(Records excerpted from a collection)
[start]

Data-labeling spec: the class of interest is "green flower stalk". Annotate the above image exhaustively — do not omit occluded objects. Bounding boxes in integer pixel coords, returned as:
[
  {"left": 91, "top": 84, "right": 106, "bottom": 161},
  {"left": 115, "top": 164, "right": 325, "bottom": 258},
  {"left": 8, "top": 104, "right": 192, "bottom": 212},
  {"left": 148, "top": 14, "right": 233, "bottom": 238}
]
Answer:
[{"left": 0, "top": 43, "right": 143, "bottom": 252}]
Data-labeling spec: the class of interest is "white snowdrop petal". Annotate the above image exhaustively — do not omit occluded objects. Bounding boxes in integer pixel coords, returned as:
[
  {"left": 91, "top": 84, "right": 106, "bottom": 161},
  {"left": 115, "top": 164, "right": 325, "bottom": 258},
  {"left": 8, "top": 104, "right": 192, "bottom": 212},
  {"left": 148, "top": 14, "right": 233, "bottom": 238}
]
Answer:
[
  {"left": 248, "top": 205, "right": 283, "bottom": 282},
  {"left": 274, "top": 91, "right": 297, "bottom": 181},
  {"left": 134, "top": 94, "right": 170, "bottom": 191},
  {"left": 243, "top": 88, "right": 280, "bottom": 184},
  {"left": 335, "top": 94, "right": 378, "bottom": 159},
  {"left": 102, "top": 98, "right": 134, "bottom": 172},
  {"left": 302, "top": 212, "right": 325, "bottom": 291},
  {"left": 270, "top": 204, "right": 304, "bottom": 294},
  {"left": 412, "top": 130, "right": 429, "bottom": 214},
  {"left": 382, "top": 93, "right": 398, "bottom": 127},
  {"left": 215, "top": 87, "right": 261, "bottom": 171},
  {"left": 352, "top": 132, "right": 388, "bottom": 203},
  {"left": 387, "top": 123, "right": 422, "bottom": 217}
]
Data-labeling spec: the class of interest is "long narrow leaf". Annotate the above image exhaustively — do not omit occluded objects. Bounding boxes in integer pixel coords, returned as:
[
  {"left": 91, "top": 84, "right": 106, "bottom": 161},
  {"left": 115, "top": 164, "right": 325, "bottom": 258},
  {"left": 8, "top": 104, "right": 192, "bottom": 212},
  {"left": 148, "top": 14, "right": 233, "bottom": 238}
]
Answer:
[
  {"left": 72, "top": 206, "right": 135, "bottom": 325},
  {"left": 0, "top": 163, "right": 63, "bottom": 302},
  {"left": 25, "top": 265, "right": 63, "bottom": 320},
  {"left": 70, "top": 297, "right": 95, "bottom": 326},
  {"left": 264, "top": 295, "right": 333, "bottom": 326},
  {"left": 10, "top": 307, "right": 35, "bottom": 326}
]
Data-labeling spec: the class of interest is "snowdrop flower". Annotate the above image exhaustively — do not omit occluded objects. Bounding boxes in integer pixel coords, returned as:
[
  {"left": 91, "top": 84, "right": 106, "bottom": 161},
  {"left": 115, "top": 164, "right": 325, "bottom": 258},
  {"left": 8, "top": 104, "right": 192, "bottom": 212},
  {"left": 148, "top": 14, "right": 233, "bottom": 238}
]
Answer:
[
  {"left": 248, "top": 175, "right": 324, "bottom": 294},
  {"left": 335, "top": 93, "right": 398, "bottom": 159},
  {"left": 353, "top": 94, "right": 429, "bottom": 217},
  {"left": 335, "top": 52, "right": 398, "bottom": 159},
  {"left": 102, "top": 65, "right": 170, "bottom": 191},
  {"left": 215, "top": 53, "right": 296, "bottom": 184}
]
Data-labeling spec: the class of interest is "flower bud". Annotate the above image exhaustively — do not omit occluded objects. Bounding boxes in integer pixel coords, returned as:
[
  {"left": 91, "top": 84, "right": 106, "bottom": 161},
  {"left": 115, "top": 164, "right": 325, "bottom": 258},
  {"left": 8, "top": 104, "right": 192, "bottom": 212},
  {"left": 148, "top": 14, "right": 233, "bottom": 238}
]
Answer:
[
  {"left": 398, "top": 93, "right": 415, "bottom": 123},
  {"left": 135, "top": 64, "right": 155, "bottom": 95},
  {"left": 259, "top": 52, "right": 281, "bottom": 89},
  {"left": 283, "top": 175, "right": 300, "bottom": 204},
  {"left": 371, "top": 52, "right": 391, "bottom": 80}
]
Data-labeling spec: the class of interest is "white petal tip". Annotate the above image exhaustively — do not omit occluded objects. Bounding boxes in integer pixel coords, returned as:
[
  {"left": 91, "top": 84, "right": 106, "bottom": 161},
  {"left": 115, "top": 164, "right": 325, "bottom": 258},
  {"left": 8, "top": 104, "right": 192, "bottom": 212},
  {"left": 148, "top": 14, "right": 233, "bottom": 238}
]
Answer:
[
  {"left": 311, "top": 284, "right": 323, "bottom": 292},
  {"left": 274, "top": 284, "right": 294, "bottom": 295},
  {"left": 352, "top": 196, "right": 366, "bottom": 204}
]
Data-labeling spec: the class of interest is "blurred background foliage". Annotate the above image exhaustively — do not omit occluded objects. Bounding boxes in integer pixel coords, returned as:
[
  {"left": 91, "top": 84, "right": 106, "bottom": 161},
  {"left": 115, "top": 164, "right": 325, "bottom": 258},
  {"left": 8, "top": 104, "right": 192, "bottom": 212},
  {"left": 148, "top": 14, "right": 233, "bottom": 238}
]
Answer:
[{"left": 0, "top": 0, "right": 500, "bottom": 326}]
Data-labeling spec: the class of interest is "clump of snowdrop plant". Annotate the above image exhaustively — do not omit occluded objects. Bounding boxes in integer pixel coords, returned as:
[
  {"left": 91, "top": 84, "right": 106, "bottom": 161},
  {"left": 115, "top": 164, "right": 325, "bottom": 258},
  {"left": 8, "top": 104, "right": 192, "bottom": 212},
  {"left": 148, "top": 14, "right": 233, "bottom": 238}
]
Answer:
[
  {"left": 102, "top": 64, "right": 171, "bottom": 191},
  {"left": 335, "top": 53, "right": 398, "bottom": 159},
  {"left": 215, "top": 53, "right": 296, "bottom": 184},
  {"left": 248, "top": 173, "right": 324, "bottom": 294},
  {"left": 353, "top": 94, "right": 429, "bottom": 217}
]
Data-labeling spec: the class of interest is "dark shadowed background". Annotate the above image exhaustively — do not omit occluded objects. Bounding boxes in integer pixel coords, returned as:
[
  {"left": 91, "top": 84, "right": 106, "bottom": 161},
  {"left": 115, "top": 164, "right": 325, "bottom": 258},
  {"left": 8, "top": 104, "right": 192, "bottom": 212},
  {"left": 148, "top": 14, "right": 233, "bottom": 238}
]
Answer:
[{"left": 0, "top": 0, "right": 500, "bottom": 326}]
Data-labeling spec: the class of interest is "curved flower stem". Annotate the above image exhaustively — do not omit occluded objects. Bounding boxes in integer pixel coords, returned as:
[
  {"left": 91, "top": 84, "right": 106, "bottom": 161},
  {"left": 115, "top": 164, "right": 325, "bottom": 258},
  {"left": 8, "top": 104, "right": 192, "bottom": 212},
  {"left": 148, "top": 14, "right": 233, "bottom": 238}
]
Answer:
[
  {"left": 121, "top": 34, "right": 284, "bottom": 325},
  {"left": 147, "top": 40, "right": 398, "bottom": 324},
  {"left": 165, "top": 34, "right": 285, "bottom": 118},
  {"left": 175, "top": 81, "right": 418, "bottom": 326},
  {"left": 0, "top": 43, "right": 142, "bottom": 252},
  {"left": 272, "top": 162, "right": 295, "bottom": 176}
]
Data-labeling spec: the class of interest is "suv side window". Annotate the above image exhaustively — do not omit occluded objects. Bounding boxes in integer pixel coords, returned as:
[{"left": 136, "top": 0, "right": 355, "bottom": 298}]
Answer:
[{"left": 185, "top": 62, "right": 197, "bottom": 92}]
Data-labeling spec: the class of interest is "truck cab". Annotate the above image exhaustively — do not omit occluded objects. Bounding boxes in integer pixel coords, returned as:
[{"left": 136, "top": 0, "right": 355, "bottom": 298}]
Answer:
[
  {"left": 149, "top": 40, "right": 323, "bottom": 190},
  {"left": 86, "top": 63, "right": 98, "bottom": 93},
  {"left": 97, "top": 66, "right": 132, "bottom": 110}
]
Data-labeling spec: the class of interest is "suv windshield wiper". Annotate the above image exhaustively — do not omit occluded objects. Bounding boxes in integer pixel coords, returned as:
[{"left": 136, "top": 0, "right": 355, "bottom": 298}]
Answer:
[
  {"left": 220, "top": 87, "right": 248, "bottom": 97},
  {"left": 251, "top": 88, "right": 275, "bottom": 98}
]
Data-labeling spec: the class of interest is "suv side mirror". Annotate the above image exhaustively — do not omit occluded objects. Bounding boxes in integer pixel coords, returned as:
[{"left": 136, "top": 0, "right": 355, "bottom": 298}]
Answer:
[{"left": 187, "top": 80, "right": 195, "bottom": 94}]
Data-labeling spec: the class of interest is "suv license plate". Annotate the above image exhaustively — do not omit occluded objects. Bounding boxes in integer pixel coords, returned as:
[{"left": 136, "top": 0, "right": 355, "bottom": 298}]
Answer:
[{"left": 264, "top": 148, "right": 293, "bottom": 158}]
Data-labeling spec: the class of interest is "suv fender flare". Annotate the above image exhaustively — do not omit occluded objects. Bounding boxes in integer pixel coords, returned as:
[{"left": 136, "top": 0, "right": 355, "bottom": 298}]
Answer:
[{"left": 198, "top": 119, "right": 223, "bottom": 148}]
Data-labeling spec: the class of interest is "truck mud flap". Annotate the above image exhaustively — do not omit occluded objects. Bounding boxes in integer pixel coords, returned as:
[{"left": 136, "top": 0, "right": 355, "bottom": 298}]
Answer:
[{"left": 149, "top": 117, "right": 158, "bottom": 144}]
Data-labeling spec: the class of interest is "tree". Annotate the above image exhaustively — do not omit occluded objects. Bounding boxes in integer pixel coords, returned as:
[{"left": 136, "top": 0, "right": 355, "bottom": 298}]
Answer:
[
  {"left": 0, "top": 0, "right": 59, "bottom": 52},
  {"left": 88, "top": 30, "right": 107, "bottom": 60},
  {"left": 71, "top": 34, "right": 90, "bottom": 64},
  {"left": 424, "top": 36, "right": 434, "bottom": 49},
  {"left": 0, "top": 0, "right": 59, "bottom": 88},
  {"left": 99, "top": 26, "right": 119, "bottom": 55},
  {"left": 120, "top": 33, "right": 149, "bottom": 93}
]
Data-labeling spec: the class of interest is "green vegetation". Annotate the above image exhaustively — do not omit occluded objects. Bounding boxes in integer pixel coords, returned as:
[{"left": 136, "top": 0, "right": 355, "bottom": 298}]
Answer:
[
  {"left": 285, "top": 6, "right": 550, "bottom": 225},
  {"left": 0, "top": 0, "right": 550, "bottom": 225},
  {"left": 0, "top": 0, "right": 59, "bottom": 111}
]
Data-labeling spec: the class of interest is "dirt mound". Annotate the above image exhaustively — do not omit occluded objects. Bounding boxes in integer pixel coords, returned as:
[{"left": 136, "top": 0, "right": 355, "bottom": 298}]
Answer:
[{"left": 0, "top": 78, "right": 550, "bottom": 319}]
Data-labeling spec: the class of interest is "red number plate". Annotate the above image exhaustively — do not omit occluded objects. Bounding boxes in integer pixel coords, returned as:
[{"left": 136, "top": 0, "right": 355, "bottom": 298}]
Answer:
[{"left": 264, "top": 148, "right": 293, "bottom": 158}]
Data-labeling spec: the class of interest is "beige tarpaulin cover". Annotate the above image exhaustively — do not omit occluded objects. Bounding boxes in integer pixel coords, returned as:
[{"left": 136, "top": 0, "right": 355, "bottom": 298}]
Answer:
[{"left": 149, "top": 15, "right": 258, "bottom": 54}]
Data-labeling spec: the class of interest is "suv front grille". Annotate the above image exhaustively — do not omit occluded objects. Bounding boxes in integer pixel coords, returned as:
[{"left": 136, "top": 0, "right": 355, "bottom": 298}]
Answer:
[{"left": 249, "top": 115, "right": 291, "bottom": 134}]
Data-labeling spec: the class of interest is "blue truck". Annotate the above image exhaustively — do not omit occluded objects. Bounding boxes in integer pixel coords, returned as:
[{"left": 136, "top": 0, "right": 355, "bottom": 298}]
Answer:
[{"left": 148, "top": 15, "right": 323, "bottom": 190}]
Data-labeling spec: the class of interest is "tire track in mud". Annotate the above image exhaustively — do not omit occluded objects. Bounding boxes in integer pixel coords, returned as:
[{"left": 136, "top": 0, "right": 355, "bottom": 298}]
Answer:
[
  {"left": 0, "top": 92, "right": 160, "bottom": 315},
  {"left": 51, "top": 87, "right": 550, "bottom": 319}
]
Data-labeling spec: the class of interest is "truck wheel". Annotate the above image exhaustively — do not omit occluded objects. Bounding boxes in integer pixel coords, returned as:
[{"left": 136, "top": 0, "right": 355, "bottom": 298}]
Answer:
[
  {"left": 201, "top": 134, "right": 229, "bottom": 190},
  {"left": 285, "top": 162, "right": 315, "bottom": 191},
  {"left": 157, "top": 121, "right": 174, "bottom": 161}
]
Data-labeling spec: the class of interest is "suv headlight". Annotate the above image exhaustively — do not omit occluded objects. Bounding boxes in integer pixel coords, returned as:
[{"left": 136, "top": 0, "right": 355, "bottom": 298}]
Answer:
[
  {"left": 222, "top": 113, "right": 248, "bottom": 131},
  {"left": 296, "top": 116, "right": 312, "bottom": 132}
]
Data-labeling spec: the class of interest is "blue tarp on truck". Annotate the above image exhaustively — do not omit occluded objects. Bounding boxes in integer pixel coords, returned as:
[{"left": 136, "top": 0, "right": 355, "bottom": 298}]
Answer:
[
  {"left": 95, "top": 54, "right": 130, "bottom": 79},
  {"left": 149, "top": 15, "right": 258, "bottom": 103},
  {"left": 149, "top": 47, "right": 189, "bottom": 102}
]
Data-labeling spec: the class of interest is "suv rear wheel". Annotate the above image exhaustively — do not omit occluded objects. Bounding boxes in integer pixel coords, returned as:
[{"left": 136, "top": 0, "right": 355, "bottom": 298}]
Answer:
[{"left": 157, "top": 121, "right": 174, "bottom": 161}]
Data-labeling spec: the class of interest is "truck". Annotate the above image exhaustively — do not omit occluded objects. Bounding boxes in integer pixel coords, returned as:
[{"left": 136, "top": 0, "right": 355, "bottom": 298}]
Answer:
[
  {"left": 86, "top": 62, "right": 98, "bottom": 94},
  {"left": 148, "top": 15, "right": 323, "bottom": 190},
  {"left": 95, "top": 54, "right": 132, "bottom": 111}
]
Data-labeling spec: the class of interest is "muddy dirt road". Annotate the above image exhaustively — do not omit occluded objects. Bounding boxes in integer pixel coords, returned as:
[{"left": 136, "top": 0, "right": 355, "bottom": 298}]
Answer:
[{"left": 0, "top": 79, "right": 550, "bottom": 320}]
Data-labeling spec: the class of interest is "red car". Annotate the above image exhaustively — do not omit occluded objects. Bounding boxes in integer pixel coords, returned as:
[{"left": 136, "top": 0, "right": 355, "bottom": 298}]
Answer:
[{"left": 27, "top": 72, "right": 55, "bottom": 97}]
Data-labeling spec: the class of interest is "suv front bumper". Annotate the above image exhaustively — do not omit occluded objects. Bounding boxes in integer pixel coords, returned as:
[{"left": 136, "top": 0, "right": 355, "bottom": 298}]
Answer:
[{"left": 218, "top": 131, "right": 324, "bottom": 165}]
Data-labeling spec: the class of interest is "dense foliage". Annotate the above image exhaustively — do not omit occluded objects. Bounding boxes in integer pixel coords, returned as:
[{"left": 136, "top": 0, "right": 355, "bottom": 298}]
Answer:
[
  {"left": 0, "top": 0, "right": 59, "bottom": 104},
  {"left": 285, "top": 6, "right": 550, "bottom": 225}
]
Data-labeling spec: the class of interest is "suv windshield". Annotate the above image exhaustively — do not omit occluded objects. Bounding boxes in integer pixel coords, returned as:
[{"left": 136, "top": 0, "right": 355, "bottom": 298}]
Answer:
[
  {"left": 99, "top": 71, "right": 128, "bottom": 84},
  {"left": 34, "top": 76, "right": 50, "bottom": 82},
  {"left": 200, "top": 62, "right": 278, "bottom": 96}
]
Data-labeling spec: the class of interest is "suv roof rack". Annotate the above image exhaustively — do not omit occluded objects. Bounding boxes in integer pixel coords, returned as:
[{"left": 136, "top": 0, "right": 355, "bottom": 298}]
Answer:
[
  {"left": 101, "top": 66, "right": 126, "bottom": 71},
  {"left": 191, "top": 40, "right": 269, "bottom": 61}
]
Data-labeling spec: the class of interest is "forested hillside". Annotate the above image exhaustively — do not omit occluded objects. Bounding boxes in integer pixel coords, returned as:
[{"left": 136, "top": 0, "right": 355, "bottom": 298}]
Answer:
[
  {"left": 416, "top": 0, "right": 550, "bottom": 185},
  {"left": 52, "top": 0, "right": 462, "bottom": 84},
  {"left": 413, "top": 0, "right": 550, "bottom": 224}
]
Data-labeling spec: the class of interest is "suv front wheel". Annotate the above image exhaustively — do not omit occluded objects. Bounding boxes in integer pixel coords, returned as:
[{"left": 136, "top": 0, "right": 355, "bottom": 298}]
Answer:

[end]

Can you collect every line of the records above that contains the string "blue" and copy each one out in full?

Data-labeling spec: the class of interest is "blue truck". Annotate the above image exhaustively — do not omit occluded objects. Bounding boxes in integer pixel coords, returned as:
Data-labeling spec: the class of interest is "blue tarp on truck". Annotate the above image exhaustively — do not omit occluded objects. Bounding boxes in integer pixel coords, returned as:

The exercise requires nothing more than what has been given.